Task statement
Copy the data word for word, keeping every line.

Listing
################

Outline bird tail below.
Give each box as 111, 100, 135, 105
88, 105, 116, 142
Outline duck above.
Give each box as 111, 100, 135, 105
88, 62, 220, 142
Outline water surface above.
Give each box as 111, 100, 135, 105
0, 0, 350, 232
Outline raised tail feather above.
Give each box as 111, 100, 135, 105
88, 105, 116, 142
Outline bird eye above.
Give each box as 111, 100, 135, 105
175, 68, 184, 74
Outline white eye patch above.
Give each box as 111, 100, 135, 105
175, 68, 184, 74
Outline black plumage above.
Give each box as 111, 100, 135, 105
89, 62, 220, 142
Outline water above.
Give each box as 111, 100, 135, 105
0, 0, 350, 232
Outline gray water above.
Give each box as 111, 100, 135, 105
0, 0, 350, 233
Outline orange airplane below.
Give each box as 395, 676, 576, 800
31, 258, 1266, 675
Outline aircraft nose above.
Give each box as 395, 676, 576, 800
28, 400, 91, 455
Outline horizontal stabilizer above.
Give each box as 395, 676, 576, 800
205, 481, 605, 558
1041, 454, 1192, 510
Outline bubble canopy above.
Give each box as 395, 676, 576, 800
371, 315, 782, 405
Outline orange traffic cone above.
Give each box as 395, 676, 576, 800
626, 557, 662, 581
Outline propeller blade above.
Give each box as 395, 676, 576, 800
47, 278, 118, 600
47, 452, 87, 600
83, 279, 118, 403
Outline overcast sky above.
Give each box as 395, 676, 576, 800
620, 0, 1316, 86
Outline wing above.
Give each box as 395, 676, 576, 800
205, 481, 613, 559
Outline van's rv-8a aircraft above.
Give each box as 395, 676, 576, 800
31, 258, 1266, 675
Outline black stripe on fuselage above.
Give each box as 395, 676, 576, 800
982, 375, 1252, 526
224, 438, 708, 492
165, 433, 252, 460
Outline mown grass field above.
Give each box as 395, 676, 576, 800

################

Reply to the exercise
Outline bird tail below.
Give each box as 111, 100, 135, 105
88, 105, 116, 142
Outline duck above.
Give each box as 111, 100, 135, 105
88, 62, 220, 142
Outline water surface above.
Give each box as 111, 100, 135, 105
0, 0, 350, 232
Outline raised tail feather above.
Give each box as 111, 100, 135, 105
88, 105, 116, 142
Outline bird eye above.
Give each box as 111, 100, 135, 105
175, 68, 184, 74
Outline white eye patch above.
Give each box as 111, 100, 135, 105
175, 68, 184, 74
Outline black plumage above.
Give each box as 111, 100, 135, 105
89, 62, 220, 142
Outline water above.
Give each box as 111, 100, 135, 105
0, 0, 350, 232
Outline gray water above.
Give each box as 111, 100, 135, 105
0, 0, 350, 233
Outline orange airplane below.
Give each box as 395, 676, 576, 800
31, 258, 1266, 675
Outline aircraft nose above.
Give each box as 395, 676, 576, 800
28, 400, 91, 455
Outline horizontal stabilizer above.
Give each box as 395, 676, 576, 800
205, 481, 605, 558
1041, 454, 1192, 510
Outline bubble canopy above.
Give each box as 395, 676, 576, 800
371, 315, 782, 405
Outline orange traffic cone above.
Give each box as 395, 676, 576, 800
626, 557, 662, 581
Outline propeller blade above.
Give each box as 395, 676, 576, 800
47, 278, 118, 600
47, 452, 87, 600
83, 279, 118, 403
Outline overcast sky above.
Give each box as 395, 676, 576, 800
620, 0, 1316, 86
Outline wing above.
Give each box as 395, 676, 576, 800
205, 481, 613, 559
Outline van's rv-8a aircraft above.
Give each box as 395, 676, 576, 800
31, 258, 1266, 675
Outline black stripe on fuselage above.
Give each box as 395, 676, 576, 800
982, 375, 1252, 526
224, 438, 708, 492
165, 433, 252, 460
Outline mown grass field above.
Give each box as 395, 676, 576, 800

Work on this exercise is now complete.